- **Objective**:
Report, in full, each line of the material below that contains the string "front". Case counts.

(Some material)
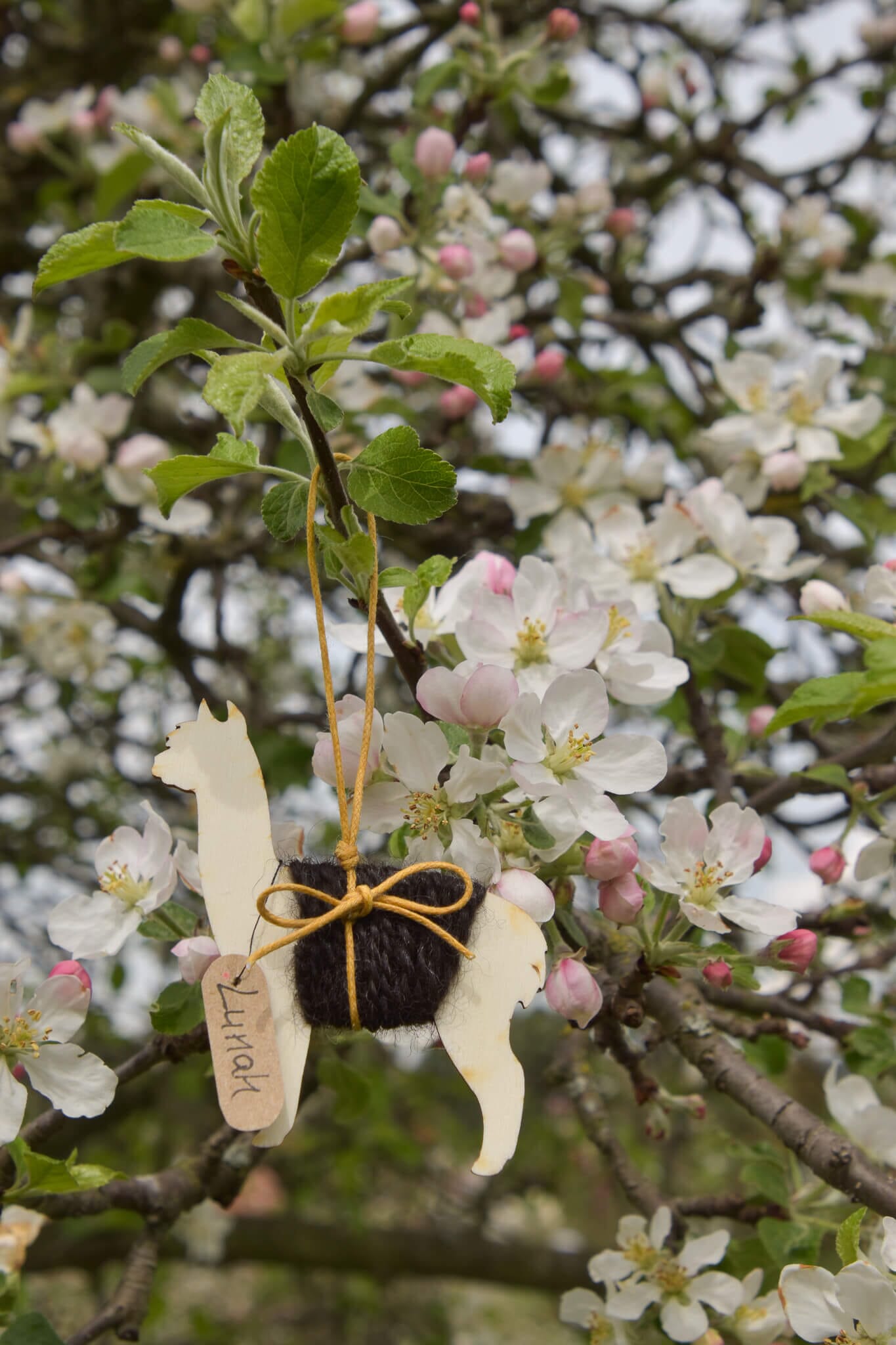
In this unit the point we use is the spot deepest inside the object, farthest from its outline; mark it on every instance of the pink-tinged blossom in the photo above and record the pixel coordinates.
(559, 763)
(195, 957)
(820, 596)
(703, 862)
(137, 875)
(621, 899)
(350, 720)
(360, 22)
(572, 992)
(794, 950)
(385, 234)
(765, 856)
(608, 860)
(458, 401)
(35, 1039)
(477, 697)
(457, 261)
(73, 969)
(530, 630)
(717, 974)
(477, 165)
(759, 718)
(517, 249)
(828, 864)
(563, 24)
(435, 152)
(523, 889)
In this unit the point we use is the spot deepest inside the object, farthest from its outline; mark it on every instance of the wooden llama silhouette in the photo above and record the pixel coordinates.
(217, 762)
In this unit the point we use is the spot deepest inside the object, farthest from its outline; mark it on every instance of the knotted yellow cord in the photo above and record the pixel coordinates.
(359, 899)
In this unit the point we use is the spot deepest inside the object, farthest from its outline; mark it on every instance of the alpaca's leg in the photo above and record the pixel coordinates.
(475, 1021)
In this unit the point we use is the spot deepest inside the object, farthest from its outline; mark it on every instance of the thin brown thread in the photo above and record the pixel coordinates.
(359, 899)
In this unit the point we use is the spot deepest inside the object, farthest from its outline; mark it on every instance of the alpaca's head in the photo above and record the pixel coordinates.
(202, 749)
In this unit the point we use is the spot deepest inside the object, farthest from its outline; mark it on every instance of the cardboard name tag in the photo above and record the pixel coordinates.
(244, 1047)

---

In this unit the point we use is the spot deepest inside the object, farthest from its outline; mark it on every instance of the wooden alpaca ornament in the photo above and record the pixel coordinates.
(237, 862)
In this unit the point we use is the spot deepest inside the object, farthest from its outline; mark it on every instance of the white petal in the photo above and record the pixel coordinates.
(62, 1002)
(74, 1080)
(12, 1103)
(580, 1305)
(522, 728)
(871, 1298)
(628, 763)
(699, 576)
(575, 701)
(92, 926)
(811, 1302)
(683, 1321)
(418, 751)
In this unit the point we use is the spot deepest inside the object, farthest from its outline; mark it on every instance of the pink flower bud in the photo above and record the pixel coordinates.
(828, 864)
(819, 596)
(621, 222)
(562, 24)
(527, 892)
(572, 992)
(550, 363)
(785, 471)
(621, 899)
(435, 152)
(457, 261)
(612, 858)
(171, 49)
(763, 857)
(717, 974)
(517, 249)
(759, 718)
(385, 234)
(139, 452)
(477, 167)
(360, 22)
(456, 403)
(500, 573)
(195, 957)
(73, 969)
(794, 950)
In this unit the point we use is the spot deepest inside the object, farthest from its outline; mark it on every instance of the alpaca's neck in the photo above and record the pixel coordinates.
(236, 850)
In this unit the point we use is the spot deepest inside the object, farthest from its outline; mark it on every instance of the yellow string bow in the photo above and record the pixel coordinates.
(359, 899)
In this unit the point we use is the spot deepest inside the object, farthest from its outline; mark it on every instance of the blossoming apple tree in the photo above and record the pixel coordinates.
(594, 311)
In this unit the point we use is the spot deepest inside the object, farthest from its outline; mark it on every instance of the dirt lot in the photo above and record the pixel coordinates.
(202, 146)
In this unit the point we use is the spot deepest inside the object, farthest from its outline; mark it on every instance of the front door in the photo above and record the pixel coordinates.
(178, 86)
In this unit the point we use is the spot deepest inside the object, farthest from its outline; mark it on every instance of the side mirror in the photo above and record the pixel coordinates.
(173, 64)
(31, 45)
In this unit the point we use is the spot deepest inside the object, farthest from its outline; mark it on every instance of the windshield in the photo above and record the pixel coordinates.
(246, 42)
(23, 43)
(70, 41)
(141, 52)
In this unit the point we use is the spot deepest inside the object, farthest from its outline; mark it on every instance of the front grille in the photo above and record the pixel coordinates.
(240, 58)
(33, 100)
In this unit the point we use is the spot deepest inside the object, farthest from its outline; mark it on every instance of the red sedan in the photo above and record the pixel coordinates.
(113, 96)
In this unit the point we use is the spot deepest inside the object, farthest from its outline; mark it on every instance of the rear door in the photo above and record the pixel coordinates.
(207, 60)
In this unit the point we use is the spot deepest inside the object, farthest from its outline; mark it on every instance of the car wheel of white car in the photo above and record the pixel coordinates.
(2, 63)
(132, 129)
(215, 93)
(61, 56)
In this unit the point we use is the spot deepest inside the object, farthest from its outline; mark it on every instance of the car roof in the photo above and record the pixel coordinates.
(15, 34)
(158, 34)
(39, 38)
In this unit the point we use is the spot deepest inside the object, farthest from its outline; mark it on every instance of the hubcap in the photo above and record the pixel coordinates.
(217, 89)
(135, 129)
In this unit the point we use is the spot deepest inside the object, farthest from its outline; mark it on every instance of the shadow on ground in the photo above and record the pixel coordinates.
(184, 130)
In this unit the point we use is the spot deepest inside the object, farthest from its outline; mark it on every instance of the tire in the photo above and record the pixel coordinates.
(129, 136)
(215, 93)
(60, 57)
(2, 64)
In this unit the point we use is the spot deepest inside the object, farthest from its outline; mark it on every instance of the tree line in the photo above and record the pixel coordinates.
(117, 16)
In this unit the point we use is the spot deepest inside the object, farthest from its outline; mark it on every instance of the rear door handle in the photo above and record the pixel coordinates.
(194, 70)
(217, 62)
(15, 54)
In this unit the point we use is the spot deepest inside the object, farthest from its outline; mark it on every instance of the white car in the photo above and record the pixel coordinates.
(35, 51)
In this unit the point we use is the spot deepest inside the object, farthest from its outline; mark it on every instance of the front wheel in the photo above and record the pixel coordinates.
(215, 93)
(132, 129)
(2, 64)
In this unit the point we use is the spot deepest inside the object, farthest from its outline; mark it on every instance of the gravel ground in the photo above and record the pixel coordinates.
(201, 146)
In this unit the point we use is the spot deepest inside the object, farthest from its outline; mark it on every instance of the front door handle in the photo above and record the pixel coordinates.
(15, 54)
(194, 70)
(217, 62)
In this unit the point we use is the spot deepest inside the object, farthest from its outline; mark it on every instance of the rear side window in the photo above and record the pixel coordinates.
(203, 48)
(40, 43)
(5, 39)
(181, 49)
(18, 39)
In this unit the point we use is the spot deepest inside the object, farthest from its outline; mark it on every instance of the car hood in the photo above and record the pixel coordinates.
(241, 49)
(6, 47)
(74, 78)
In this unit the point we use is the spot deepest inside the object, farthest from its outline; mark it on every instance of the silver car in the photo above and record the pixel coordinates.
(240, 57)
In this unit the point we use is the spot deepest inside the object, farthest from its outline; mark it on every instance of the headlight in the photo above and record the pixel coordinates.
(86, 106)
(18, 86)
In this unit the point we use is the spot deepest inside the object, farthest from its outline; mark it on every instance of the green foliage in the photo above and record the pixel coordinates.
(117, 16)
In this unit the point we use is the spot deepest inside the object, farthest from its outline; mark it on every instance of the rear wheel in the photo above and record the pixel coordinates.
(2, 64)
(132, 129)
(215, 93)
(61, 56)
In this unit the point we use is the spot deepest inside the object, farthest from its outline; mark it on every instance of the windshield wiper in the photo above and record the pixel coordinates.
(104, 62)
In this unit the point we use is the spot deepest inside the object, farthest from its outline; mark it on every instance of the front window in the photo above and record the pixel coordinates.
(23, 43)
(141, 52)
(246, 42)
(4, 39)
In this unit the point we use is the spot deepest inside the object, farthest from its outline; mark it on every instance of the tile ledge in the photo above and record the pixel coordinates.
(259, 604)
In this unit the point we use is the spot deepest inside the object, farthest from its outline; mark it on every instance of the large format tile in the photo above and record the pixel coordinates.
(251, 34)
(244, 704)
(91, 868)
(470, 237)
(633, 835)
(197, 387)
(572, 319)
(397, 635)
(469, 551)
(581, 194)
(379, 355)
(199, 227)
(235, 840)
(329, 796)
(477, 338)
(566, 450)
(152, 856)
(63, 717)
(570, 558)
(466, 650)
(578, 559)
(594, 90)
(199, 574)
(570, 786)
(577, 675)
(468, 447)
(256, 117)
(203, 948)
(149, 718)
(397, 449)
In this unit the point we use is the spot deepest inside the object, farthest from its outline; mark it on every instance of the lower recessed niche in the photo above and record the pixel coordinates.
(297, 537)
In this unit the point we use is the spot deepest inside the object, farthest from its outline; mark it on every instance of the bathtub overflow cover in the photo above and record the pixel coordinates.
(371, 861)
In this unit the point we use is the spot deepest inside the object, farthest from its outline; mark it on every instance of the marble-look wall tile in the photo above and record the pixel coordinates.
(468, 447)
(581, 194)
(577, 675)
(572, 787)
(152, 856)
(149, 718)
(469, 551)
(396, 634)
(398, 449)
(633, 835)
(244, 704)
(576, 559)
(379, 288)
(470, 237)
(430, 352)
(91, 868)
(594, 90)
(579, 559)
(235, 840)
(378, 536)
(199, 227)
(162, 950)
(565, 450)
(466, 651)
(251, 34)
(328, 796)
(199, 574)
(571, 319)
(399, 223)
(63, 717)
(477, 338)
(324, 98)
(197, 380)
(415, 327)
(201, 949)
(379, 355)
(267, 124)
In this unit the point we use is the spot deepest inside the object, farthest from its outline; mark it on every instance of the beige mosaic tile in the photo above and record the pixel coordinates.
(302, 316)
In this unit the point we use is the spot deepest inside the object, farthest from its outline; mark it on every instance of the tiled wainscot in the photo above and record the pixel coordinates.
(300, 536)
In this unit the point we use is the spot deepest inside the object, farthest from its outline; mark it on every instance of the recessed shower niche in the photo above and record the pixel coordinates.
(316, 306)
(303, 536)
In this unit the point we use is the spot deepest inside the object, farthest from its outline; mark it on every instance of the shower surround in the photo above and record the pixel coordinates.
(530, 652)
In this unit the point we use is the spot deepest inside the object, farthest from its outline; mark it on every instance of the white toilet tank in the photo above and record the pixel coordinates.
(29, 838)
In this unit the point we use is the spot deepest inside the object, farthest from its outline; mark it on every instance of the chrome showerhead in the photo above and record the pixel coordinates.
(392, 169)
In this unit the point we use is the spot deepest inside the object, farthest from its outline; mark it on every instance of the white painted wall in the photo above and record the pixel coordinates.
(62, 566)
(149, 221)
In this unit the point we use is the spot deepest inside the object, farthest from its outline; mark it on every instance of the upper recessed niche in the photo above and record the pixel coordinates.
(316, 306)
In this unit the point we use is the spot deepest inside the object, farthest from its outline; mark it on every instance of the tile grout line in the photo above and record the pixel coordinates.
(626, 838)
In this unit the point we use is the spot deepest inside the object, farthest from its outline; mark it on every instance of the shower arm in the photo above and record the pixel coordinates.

--

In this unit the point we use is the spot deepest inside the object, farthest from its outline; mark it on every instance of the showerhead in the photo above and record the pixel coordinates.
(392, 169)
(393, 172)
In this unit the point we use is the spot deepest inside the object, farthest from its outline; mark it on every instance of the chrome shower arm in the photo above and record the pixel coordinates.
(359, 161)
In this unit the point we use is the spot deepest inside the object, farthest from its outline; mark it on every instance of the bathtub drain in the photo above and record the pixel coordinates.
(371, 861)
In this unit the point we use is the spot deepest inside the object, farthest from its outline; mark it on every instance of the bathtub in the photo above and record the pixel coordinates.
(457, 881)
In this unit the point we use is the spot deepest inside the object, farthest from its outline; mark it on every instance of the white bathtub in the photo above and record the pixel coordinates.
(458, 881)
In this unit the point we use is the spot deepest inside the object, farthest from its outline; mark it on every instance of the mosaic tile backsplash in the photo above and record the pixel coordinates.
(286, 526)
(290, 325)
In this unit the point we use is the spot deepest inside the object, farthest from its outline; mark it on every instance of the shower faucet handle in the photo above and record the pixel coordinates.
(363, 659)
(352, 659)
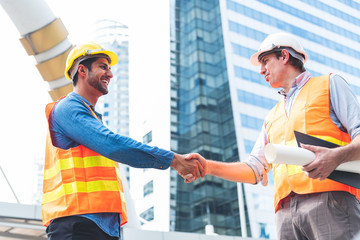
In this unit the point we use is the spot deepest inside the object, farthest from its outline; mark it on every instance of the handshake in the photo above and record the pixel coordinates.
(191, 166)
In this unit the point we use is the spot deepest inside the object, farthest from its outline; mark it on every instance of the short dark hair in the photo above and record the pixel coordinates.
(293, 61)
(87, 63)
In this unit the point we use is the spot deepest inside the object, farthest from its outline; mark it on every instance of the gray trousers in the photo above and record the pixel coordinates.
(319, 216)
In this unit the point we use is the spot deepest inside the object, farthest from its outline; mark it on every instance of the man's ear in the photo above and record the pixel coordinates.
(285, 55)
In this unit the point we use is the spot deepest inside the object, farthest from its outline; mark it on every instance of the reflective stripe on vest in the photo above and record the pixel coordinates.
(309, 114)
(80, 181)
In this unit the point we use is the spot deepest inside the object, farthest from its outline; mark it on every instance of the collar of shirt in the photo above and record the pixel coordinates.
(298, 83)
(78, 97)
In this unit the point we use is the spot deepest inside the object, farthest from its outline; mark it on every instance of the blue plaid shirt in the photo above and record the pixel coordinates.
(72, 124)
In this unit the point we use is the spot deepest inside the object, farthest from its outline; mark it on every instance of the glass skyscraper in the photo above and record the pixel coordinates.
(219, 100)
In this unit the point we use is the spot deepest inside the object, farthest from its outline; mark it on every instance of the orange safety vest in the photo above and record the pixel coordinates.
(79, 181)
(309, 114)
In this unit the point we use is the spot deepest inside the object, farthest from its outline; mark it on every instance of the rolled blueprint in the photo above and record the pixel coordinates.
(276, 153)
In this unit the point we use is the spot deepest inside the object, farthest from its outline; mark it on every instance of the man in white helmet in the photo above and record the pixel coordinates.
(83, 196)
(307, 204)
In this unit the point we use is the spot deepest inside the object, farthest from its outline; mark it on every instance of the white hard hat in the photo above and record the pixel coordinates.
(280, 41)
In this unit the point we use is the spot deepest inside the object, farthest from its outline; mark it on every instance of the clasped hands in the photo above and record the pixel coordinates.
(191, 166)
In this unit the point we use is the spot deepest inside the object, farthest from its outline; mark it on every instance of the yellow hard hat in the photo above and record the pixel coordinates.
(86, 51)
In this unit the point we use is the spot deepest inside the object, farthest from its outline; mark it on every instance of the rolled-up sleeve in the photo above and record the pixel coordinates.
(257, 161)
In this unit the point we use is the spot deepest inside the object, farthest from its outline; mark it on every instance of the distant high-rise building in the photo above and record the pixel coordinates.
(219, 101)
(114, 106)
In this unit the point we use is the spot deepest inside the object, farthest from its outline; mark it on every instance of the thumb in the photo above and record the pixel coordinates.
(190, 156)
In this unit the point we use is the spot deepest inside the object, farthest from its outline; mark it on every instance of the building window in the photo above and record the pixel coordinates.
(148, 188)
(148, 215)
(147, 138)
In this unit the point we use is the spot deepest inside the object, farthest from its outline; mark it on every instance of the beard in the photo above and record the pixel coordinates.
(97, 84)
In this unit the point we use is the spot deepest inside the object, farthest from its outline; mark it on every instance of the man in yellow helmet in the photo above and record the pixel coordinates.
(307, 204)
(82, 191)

- **Solution for this task**:
In this unit the point we use is the spot deepest inside the object, farthest from its outline; mark it on every instance of the front door in the photo above and record the pixel coordinates.
In this unit the point we use is the spot deepest inside the object, farthest from its outline; mark it on every instance of the front grille in the photo above and record the pixel coordinates.
In this unit the point we use is the spot deepest inside the object, farthest from its outline; mark it on every instance of the front wheel in the photo above and record the pixel coordinates.
In this unit the point we use is the spot deepest inside the object, farthest from its outline; mark it on every instance of the front door handle in the photo above and record the pixel coordinates.
In this unit the point we use is the spot deepest inside the object, farthest from its outline; mark it on every instance of the front window in the photo above and record the pixel coordinates.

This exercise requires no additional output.